• [WHAT TO WORK ON]: Resume the essay about giving up hosting on Tandem, continuing directly after its last sentence.

• [SELECTED EXCERPT]:
<<<<

It worked. Every time.

Friends & Boundaries

Here’s the thing about building a reputation like that. It attracts genuine friendships. People who understood my directness, who laughed at my creative insults, who knew the difference between me being harsh and me being mean. Those friendships were real, and I valued them.

But those same friendships planted the seed of my exit.

It happened on what should’ve been an ordinary morning. I was hosting a party while making breakfast. Pancakes, coffee, the kind of slow Monday energy you want to protect. All I wanted was a quiet, easy room where people could chat without chaos. Simple enough.

Then one of my Tandem friends started bulldozing the conversation. Talking over someone’s introduction, not giving the newcomer a chance to breathe. I asked him to dial it back. Then I asked again. Then I told him plainly, the way I tell everyone to shut the fuck up for a minute so I could hear the new person.

He argued with me.

And that’s when something shifted. Not anger, exactly. More like clarity.

Because here’s the problem with friendships inside a platform where you also have authority: people pull the friend card. They assume their relationship with you grants them a pass and a little extra runway, a different set of rules.

And maybe in a different context, that’s fine. But not when you’re the host. Not when the entire experience of other people depends on you holding the room with fairness and consistency.

If I’d let him continue, the room would’ve sensed it. The newcomer would’ve felt it, that invisible hierarchy where some people matter more than others. Everything I’d built my reputation on would’ve quietly cracked.

If I tried to stop him and he kept pushing, I’d look weak. Either way, I lose.

So I did the only thing that felt right. I left my own party. Closed the mic. Stepped out entirely.

The Decision

That moment crystallized weeks of smaller incidents I’d been brushing off. The jealousy that comes with visibility. People who resent you for being popular and decide to make that your problem.

Fake accounts created specifically to discredit me. The mental weight of managing a community that, at the end of the day, I wasn’t being paid to manage.

I don’t owe Tandem anything. Tandem doesn’t owe me anything either.

So I made it firm: no more hosting. No more co-hosting. No joining the speaker section even when someone else is running the room. No passive listening into parties in any language. Done.

The exhaustion of it, the mental drainage of being “on” all the time, of being an unofficial sheriff, the protector, the entertainer, the bouncer, it finally outweighed the joy.

>>>>

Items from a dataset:
<<<<

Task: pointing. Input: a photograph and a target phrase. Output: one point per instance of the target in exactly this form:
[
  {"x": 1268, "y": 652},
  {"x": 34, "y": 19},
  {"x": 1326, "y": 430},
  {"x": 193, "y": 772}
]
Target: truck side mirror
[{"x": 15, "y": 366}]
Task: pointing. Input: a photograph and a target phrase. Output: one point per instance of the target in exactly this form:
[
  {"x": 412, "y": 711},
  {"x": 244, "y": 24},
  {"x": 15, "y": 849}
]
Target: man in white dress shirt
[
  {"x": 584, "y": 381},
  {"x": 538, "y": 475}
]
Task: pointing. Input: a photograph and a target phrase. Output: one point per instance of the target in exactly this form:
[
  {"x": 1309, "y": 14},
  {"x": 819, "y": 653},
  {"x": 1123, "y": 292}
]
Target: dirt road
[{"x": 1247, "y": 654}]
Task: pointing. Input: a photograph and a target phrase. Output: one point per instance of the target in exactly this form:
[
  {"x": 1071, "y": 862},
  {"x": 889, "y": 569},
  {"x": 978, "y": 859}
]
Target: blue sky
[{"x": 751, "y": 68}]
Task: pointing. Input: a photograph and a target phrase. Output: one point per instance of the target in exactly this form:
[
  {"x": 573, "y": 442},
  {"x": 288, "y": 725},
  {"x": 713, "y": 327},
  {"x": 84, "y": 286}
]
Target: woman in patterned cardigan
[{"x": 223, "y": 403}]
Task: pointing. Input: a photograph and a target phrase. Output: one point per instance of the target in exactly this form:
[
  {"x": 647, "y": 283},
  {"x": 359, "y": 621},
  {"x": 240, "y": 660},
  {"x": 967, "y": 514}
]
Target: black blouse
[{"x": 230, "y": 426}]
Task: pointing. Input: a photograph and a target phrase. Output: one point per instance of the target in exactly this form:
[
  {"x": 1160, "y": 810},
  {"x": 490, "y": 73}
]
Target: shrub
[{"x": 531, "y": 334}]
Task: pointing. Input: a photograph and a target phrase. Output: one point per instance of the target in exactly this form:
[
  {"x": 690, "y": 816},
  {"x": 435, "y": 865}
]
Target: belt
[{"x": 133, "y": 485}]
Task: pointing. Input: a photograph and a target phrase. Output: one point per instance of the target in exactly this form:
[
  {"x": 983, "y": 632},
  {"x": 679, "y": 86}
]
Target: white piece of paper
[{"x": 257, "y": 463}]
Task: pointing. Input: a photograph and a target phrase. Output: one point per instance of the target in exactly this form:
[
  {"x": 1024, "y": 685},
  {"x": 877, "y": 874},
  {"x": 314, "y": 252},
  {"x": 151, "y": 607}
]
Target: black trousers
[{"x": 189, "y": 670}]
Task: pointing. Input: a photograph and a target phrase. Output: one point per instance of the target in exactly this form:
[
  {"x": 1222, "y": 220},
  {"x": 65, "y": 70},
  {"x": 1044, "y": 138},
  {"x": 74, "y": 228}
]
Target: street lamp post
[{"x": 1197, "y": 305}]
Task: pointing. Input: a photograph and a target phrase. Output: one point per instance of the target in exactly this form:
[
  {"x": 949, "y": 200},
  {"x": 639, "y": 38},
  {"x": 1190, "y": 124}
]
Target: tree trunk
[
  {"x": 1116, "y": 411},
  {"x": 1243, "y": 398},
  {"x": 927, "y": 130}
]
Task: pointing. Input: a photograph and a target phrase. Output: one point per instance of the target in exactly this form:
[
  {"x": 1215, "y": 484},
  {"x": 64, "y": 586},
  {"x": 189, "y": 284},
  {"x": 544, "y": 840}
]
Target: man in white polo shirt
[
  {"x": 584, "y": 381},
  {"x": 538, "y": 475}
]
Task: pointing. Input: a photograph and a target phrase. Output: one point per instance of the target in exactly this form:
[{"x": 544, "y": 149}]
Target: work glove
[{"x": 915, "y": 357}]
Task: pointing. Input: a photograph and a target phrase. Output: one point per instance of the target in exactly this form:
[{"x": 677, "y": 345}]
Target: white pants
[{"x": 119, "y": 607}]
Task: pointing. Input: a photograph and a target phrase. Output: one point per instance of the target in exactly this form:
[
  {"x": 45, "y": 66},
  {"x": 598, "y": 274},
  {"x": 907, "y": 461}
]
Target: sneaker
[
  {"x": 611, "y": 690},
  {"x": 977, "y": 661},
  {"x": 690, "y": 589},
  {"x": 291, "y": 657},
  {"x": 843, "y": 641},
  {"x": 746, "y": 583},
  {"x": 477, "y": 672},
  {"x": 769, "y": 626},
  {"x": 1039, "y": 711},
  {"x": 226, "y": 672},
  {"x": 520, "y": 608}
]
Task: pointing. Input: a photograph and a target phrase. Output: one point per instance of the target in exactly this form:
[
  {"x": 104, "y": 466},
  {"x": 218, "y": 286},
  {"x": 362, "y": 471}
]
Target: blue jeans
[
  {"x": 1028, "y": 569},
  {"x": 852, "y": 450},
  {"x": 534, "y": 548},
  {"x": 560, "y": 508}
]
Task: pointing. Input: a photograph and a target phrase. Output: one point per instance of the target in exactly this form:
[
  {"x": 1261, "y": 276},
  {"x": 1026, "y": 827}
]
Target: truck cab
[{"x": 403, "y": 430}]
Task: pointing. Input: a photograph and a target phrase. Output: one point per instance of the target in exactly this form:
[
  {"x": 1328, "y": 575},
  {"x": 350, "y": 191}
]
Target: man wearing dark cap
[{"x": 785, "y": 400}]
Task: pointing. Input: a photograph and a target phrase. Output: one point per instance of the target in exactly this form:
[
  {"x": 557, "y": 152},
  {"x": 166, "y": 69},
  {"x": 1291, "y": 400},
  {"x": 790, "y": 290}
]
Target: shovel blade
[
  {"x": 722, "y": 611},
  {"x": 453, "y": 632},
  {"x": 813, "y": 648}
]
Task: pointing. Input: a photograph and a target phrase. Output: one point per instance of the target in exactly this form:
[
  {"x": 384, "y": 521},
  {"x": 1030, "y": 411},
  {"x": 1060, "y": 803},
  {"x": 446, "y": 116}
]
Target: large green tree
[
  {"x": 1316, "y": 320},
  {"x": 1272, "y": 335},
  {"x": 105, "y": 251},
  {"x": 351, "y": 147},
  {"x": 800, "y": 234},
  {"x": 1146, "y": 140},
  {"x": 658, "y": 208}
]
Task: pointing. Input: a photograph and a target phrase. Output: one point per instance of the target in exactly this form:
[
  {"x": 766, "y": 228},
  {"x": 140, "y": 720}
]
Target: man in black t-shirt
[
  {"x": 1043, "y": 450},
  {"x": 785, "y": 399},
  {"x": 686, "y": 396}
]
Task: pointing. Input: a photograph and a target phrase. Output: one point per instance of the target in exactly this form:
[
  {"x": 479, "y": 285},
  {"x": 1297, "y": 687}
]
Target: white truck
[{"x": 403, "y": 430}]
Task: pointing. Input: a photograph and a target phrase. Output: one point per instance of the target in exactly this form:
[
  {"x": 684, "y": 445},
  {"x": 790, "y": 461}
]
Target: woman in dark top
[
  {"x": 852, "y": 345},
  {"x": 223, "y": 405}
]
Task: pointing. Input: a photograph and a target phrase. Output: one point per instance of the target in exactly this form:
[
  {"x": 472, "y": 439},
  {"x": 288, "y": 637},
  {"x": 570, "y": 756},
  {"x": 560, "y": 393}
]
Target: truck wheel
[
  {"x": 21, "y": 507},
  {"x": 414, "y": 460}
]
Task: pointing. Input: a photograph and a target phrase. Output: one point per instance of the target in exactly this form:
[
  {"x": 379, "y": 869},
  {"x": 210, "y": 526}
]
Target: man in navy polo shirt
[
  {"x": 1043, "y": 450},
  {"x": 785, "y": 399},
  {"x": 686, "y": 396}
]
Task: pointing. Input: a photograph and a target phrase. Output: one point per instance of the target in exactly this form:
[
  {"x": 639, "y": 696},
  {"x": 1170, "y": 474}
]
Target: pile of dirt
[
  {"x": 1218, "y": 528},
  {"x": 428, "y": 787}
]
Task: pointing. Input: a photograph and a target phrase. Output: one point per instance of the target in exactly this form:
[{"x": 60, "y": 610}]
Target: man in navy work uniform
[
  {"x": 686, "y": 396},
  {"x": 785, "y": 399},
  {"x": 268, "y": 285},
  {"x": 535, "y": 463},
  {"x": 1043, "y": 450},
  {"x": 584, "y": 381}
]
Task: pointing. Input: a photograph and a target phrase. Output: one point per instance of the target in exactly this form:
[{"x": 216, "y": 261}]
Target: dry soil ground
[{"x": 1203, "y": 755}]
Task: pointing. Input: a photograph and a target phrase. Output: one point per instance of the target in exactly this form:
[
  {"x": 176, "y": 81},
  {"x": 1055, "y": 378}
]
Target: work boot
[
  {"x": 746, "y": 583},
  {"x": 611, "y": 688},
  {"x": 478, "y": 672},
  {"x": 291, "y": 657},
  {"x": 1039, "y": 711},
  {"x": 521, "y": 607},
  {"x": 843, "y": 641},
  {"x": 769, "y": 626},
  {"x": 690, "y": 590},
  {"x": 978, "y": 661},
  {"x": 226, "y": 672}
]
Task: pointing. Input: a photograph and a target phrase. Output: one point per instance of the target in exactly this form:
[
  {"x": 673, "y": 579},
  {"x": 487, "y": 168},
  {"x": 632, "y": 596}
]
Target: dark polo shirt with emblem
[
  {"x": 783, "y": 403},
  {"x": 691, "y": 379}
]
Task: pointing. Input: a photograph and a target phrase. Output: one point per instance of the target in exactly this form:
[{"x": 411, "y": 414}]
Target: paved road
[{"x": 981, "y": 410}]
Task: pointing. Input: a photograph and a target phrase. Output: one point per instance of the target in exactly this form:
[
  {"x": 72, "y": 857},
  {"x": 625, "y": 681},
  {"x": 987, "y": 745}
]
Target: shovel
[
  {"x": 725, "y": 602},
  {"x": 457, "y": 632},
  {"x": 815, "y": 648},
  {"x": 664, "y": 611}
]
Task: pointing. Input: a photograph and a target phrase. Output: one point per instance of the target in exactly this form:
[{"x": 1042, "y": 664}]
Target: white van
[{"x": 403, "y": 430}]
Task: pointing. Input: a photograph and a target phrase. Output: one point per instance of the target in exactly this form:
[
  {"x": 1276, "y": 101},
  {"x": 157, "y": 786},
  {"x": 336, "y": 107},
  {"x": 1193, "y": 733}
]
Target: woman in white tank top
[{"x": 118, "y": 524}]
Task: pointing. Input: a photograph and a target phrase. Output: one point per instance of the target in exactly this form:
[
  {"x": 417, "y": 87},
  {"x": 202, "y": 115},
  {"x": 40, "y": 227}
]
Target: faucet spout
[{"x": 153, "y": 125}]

>>>>

• [ANSWER]:
The Part That Stings

What I didn’t expect was how many people reached out after I officially stepped back.

The messages came in waves.

“You were an anchor for a lot of us. You were the one who made this space safe. You were the loudest voice against the people who made others feel small.”

One person thanked me specifically for calling out a predator publicly. Said it was the first time anyone had done something that actually felt like protection.

I’m not going to pretend that didn’t hit me somewhere.

Despite the f-bombs and the creative demolitions, I genuinely cared about the people in those rooms. The beginners who needed encouragement more than correction. The women who felt like they had nowhere to turn. The quieter regulars who just wanted a space to practice without getting steamrolled.

That mattered. It still does. I just can’t keep doing it at the cost of my own peace.

Final Word

I’m keeping the app. Partly because I refuse to let the bad actors, the jealous ones, the fake accounts, the predators claim a win by making me disappear entirely. Mostly because there are still genuine people I want to stay connected with, even just through messages.

But the version of me that stood at the front of the room, holding the space, managing the chaos, being everything to everyone? That version is stepping back. Quietly. Without fanfare.

2026 has bigger things waiting, a million-dollar challenge I’ve been building toward, and a new chapter with someone who matters deeply to me and who’s the love of my life. I’ll share more on both of those soon.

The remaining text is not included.